• _Görev Tanımı A_: Kaynak metne göre İsmail Beliğ'in Tokat'tan Bursa'ya döndükten sonra üstlendiği görevleri sıralayın.
• _Görev Tanımı B_: Kaynak metne göre İsmail Beliğ, Güldeste-i Riyâz-ı İrfân adlı eserini kime ve hangi yılda takdim etmiştir?
• _Görev Tanımı C_: İsmail Beliğ'in hayatını anlatan kaynak metni, son cümlesinden itibaren sürdürün.

• _Kaynak Metin_:
——————————

İsmail Beliğ (d.1079/1668-ö.1142/1730)
İsmail Beliğ şairler tezkiresi ve vefeyâtnâme türündeki eserleri ile tanınmış olan 18. Yy. Divan şairi yazar ve tezkirecisidir.
Asıl adı İsmail olan şair “Güldeste-i Riyâz-ı İrfân “ adlı eserindeki “müellifin tercüme-i hâl” kısmında verilen bilgilere göre 1079’da [1]doğmuştur. Şair, Bursa’nın Mantıcı veya Nalbant mahallesinde dünyaya gelmiştir. Babası Emanetçi Mescidi imamı iken [2]daha sonra Mantıcı Camii’nde imamlık yapmış olan “Şâhin Emîrzâde” lakaplı Seyit İbrahim Efendi’dir .[3]
Şair Bursa’da oldukça iyi bir eğitim görmüş, Arapça ve Farsçayı iyi düzeyde öğrenmiş, dedesinden ve babasından sonra Mantıcı Camii’nde imamlığa başlamıştır. İsmail Beliği elli yıl boyunca mantıcı Camisinde imamlık yapmış, [4]çalışmalarını da bu camide imamlık yaparken gerçekleştirmiştir. Hayatı hakkında bilinenler az olmakla birlikte hayatı hakkında çıkarılan bilgiler de yine kendi eserlerinden çıkarılmıştır.
Fakat devrin kaynakları olan Safâyî, Tezkire, İÜ Ktp., TY, nr. 9583, vr. 17b-18b; Salim, Tezkire, İstanbul 1315, s. 173-174; Fatîn, Tezkirelerinde onun hakkında bazı bilgiler de vardır.
İmamlık vazifesindeyken kısa bir süre Tokat mahkemesi nâibliği görevinde bulunmuştur. 1702. Sergüzeştnâme-i Fakır be-Azîmet-i Tokat (1114/1702) adlı eserinde şair nâiblik için davet edildiği Tokat’a giderken çektiği zahmetleri, memuriyet çilesini ve azledilişini anlatmıştır. Tokat ta kısa bir müddet kalan şair tekrar Bursa’ya dönerek Evkaf-ı Haremeyn-i Şerîfeyn Mahkemesi’nde müfettiş kâtipliği, Hz. Emir İmareti ile Yeşil İmarette kâtiplik, galle (mahsûl) naipliği ve her iki imarette de imaret şeyhliği görevlerinde bulunmuştur.[5]
İsmail Beliğ ’in Nevşehirli Damat İbrahim Paşa’ya kadar ulaşabilmiş olması da mühimdir. Güldeste-i Riyâz- adlı eserini Damad İbrahim Paşa’ya 1728 yılında takdim etmiştir. Ölüm tarihi hakkında farklı kaynaklarda farklı bilgiler bulunsa da 1730 yalında vefat etmiş olması kuvvetle muhtemeldir. “Süleyman Hâlis Efendi’nin düşürdüğü, “Tayr ola cennete Şâhin-zâdem” mısraından 1142/1729-30 yılında öldüğü anlaşılmaktadır.” [6][7]Busalı İsmail Beliğ ’in bazı şiirleri Yenişehirli Beliğ ile karıştırılmış, devrin kaynaklarının iyi bir şair olduğu hususundaki görüşlerine rağmen yazmış olduğu divan günümüze ulaşmamıştır.

——————————

• _Sağlanan Malzeme_:
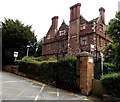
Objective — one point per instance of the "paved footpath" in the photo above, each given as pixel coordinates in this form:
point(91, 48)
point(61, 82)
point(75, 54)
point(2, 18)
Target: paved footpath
point(19, 88)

——————————

• _Görev Sonucu A_:
- Evkaf-ı Haremeyn-i Şerîfeyn Mahkemesi'nde müfettiş kâtipliği
- Hz. Emir İmareti ile Yeşil İmaret'te kâtiplik
- Galle (mahsûl) naipliği
- Her iki imarette imaret şeyhliği

• _Görev Sonucu B_: Damad İbrahim Paşa'ya, 1728 yılında.

• _Görev Sonucu C_:
Şairin kabri Bursa’da Çatal Fırının aşağısındaki Yeniyer Mezarlığındadır.
Edebi Yönü:
Devrin kaynakları onun şairliğinden ve yazarlığından bahsederlerken aynı zamanda iyi bir musikişinas ve Zâkir başı olduğu şeklinde bilgiler vermektedir.” Beliğ “ mahlasının verilmiş olması hitap kabiliyetinin iyi olduğu vaazlarında belagatinin çok iyi olduğuna delalet etmektedir. Devrin kaynaklarından hareketle Zakir ve musikişinas olduğuna göre güzel bir sesinin ve beğenilen bir imam ve vaiz olduğuna da hükmedilebilir.
Devrin kaynakları onun iyi bir şair olduğunda hemfikirdir. Fakat nesir eserlerinde şairlik yönü kadar başarılı değildir. Ele geçen şiirlerine bakıldığında şairlik yönünde başarılı olduğu, aruz veznini oldukça başarılı bir şekilde kullandığı nesirlerindeki gibi süslü ağdalı ve külfetli bir dil kullanmadığı ortaya çıkar. İsmail Beliğ şiirlerinde sade, anlaşılır, ifadesini basit izah edebilen ama bayağılığa da düşmeyen usta bir şair olarak gözükür. Devrin kaynakları onun zarif, nüktedan bir şâir ve yazar olduğunda hem fikirdir.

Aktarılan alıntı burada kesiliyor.